╭─ Texte fourni
Tout le monde s’accorde à dire que vous êtes devenu, contre toute attente, un entraîneur offensif. Ça vous inspire quoi?

 

Rien du tout… Il y a des étiquettes qui enferment des gens dans des cases. J’ai débuté avec Monaco, une équipe très jeune qui a été championne en 2000 avec le plus de buts marqués. À Lille, sans grands moyens, on finit deuxième derrière la grosse équipe de Lyon, puis troisième, avec là aussi, la deuxième attaque et la meilleure défense derrière l’OL.

 

D’où vient cette réputation d’entraîneur défensif?

 

Un peu de Lille, parce qu’on a joué le maintien avant d’avoir des résultats. À l’époque, il n’y avait pas grand monde pour analyser notre jeu. Or, on avait une bonne équipe avec des joueurs en devenir. Il y avait de la solidarité, c’est vrai, mais on avait des joueurs de ballon comme Bodmer, Makoun, Odemwingie, Keita… Mais personne ne nous voyait jouer. Pour les gens, on était une équipe dans la lignée de l’esprit Halilodzic, du genre “très compacte, très combative avec beaucoup de pressing”. Ça nous a collé à la peau.

 

Votre Losc, pourtant, allait de l’avant, même à l’extérieur…

 

On le faisait en L1 mais aussi en ligue des champions. On a éliminé Manchester United en phase de poules, on a bien joué contre Benfica ou Villarreal. On a même battu Milan chez lui… On n’a pas de bons résultats en coupe d’Europe sans jouer au ballon.

 

Il se dit qu’à Nice, vous essayez de copier ce que fait le Barça.

 

On ne cherche pas à les imiter. À Nice, on ne fait pas une fixette sur les petits gabarits. On recherche juste des joueurs techniques qui sentent le jeu. Après, plus on en aura de moyens et plus on prendra des joueurs techniques avec de la vitesse, de la puissance, du gabarit. Des internationaux. On a la volonté d’avoir des techniciens, avec une intelligence de jeu, et ce, à tous les postes. Si on veut mettre en place un certain type de jeu, il faut essayer d’avoir des profils sachant réciter la même partition. C’est souvent une erreur commise dans le foot: on aime bien le jeu du PSG, du Barça ou du Bayern mais pour le pratiquer il faut des joueurs avec un certain profil. Le problème, c’est que certains clubs forment des joueurs qui n’ont pas la capacité de le pratiquer… Dans notre championnat, il y a tout de même des équipes comme Lorient qui suivent un fil conducteur cohérent. Ils n’ont pas un style de jeu basé uniquement sur de la possession. Ils maîtrisent aussi les attaques rapides avec des joueurs techniques qui peuvent enchaîner. À Nice, on n’a pas de moyens, alors on s’efforce de rassembler des joueurs dont le profil correspond au jeu pratiqué par l’équipe.
╰─
╭─ Données affichées
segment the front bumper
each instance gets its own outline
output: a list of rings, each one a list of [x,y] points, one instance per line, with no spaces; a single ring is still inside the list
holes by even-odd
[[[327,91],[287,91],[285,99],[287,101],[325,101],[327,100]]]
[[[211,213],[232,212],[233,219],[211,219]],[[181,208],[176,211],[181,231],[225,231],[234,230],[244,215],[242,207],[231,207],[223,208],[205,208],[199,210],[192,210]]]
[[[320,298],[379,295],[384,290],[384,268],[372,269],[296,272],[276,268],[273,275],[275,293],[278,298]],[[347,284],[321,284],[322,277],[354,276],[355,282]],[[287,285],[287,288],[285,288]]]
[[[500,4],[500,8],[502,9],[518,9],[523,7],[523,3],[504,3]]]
╰─
**Consignes**
Recopiez tout le passage de l'entretien avec l'entraîneur, depuis « On le faisait » jusqu'à « jouer au ballon. ». Ces entrées n'ont aucun rapport avec l'entretien.

**Corrigé détaillé**
On le faisait en L1 mais aussi en ligue des champions. On a éliminé Manchester United en phase de poules, on a bien joué contre Benfica ou Villarreal. On a même battu Milan chez lui… On n’a pas de bons résultats en coupe d’Europe sans jouer au ballon.